_MATERIAL PROVIDED_

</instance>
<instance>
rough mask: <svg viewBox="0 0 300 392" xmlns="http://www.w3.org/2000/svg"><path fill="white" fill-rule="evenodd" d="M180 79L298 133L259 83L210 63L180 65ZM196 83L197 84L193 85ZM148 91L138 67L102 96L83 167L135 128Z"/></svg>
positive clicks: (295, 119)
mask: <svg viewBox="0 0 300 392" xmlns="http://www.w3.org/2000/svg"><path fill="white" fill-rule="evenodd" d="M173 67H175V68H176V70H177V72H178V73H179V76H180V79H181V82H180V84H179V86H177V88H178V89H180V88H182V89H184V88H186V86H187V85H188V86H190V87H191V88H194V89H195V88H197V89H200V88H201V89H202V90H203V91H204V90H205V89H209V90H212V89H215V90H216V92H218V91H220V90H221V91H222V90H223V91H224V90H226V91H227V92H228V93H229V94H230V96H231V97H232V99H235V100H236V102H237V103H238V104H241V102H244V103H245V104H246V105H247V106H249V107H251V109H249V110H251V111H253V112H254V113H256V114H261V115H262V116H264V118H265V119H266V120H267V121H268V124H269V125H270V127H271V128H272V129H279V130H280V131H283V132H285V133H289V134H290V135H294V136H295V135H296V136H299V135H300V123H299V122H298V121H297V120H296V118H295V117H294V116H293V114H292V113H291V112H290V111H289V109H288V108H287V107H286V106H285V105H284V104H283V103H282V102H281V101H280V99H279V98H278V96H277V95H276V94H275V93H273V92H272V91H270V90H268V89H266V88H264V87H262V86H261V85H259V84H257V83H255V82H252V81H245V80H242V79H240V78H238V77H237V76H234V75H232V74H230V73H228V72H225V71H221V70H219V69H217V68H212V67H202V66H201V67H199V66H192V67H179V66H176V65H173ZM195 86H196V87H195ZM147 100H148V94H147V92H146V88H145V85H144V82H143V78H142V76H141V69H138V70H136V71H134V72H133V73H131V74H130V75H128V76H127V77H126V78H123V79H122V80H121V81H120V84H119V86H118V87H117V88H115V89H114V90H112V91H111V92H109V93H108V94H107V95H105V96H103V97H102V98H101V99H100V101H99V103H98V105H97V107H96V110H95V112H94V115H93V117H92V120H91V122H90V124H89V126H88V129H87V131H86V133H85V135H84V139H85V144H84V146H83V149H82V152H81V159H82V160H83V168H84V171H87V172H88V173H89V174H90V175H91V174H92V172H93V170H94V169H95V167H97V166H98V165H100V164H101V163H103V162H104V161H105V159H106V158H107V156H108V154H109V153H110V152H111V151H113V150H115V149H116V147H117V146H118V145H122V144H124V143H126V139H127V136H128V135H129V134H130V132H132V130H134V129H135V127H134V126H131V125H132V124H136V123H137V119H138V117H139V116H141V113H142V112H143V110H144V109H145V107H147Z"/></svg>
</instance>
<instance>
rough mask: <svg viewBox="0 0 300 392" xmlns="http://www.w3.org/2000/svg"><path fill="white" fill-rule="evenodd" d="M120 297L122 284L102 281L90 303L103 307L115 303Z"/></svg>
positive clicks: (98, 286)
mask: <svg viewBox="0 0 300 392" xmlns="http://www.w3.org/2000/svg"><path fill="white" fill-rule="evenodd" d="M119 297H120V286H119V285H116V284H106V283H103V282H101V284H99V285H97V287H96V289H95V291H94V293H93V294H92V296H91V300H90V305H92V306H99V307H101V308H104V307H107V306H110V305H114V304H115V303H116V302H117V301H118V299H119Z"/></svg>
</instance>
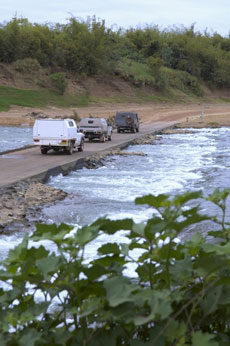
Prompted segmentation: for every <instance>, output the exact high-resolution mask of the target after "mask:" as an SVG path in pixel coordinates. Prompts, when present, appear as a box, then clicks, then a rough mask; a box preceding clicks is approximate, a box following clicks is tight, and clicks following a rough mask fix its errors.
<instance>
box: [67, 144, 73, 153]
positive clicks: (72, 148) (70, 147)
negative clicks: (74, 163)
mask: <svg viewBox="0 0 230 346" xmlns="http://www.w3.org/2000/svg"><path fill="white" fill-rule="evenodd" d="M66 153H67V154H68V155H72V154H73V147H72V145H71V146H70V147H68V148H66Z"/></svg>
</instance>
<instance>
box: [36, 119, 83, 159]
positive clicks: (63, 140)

_WHAT TO DO_
The answer should be an exact copy of the lines from the first line of the data through the line with "79L298 133L259 83L210" and should contain nothing else.

_REPLY TO THE TASK_
</instance>
<instance>
rough mask: <svg viewBox="0 0 300 392" xmlns="http://www.w3.org/2000/svg"><path fill="white" fill-rule="evenodd" d="M180 79L298 133L259 83L210 63L180 65ZM196 83L197 84L193 85ZM148 91L138 67L102 96L83 167L135 128Z"/></svg>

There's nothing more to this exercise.